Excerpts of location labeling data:
— Begin —

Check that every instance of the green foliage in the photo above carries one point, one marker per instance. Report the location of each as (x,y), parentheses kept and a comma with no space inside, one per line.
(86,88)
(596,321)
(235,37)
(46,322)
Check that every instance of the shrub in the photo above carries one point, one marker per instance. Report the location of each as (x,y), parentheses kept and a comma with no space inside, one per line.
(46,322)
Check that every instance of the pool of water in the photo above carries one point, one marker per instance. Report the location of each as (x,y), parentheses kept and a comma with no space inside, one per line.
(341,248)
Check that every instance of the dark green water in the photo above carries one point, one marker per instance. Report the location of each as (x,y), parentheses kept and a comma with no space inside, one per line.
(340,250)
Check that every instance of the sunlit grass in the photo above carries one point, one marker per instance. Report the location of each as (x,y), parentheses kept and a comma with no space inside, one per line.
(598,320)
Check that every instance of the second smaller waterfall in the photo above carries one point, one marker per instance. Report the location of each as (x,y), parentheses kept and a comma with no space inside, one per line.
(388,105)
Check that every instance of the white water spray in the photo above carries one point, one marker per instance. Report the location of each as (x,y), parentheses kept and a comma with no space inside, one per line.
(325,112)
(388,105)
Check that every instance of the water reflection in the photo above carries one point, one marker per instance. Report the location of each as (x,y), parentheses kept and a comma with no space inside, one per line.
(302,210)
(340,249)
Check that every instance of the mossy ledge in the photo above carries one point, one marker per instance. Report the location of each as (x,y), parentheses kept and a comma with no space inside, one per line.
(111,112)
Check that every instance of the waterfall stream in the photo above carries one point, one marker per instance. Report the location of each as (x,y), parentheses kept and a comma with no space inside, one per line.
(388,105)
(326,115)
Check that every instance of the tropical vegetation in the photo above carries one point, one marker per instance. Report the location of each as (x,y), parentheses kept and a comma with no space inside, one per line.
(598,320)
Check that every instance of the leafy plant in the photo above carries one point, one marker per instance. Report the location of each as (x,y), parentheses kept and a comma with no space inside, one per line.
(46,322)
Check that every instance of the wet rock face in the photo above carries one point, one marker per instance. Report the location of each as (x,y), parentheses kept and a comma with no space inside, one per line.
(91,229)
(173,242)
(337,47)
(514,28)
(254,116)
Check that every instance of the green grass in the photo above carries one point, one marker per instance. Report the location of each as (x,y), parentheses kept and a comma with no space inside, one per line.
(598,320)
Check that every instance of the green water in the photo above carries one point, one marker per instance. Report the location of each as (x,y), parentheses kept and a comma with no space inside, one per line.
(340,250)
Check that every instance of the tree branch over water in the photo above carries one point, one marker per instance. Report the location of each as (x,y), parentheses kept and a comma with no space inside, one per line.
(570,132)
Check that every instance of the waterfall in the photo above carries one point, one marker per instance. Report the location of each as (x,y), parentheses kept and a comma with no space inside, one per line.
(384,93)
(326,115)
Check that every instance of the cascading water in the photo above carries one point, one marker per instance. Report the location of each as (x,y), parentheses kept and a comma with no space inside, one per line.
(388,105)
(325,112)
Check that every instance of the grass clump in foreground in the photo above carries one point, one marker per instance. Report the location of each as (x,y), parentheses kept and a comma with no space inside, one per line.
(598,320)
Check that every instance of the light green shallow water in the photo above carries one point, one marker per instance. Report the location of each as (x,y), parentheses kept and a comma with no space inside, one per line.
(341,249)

— End —
— Begin —

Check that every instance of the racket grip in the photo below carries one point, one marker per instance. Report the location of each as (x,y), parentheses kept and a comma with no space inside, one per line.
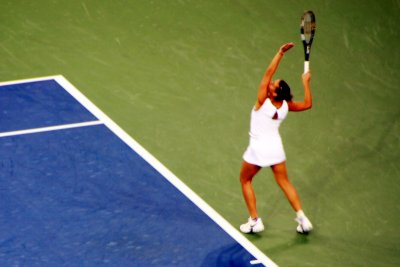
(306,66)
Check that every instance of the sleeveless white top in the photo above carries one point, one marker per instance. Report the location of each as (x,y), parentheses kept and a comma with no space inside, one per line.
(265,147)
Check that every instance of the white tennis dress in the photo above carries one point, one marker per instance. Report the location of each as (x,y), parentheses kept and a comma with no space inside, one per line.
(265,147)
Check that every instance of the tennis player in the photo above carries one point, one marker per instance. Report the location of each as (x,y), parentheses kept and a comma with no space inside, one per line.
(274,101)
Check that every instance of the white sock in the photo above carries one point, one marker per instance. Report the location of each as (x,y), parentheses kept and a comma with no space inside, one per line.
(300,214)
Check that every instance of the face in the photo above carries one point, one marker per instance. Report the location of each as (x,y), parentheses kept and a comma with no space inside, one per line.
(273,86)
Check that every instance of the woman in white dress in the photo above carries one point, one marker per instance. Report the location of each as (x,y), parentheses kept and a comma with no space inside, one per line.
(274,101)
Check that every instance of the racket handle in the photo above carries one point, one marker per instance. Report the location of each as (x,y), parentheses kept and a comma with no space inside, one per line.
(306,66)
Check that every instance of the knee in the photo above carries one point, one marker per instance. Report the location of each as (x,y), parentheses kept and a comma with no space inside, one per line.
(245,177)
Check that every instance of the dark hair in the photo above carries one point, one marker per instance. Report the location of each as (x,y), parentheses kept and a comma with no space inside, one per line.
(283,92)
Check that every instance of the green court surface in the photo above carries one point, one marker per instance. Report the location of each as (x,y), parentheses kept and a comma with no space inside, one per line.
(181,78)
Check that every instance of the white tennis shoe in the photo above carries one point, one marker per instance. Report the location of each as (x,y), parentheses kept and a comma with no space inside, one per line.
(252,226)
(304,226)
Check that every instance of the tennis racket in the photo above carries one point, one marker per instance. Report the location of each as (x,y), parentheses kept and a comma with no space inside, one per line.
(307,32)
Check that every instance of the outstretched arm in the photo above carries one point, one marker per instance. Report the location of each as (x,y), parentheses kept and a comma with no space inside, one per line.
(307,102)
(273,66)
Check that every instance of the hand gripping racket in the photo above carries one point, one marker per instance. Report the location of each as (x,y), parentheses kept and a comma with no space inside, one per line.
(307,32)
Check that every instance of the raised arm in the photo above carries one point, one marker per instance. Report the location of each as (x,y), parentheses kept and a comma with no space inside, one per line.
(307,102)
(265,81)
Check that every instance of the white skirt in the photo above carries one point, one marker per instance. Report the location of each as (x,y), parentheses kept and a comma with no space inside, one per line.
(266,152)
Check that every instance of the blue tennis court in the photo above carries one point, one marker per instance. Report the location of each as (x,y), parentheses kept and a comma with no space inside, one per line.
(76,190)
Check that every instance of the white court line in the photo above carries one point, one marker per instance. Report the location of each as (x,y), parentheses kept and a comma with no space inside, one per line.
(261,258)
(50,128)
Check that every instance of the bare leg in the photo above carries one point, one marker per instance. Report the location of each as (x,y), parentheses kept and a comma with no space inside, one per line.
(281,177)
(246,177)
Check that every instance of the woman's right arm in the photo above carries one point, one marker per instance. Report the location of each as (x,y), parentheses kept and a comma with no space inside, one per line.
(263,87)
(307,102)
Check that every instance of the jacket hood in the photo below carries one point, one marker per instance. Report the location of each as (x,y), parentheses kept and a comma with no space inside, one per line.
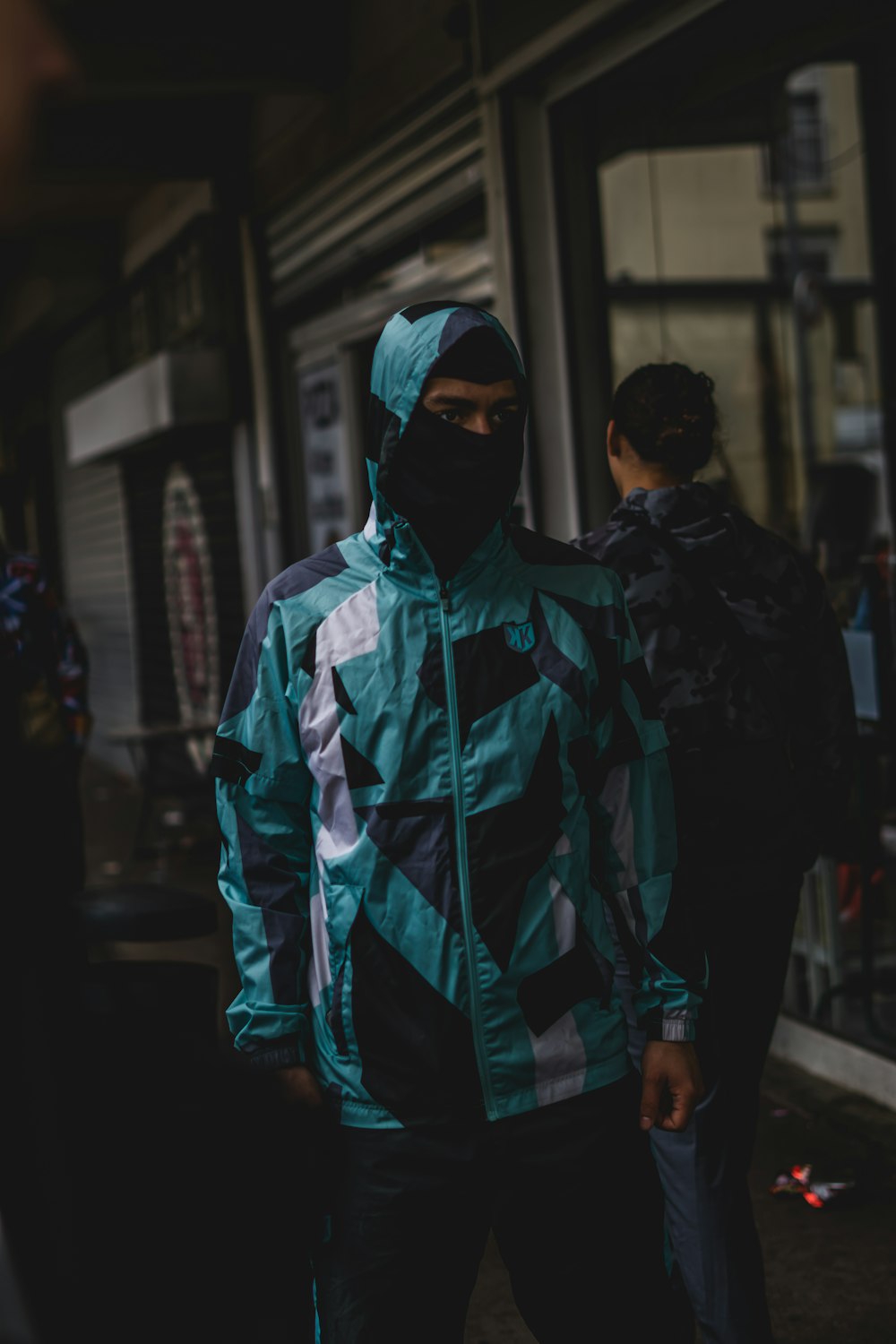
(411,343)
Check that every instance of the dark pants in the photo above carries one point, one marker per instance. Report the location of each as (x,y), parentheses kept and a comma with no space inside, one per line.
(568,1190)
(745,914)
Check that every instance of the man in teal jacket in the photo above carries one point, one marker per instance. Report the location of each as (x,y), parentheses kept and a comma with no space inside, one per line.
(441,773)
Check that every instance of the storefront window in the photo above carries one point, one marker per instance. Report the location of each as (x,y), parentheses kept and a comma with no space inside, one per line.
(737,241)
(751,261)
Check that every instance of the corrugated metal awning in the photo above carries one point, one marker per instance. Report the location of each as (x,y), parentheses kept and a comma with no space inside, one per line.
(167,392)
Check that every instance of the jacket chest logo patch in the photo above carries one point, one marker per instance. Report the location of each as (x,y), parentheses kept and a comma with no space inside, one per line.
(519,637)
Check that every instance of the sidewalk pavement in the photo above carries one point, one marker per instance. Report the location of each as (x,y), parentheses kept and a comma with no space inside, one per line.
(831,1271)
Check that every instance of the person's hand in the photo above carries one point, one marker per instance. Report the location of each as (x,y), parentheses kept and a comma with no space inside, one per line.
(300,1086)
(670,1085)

— End —

▶ [Work to complete] Count the lines in the entries above that contain the word "hair", and give only that number.

▶ [Worked solution] 1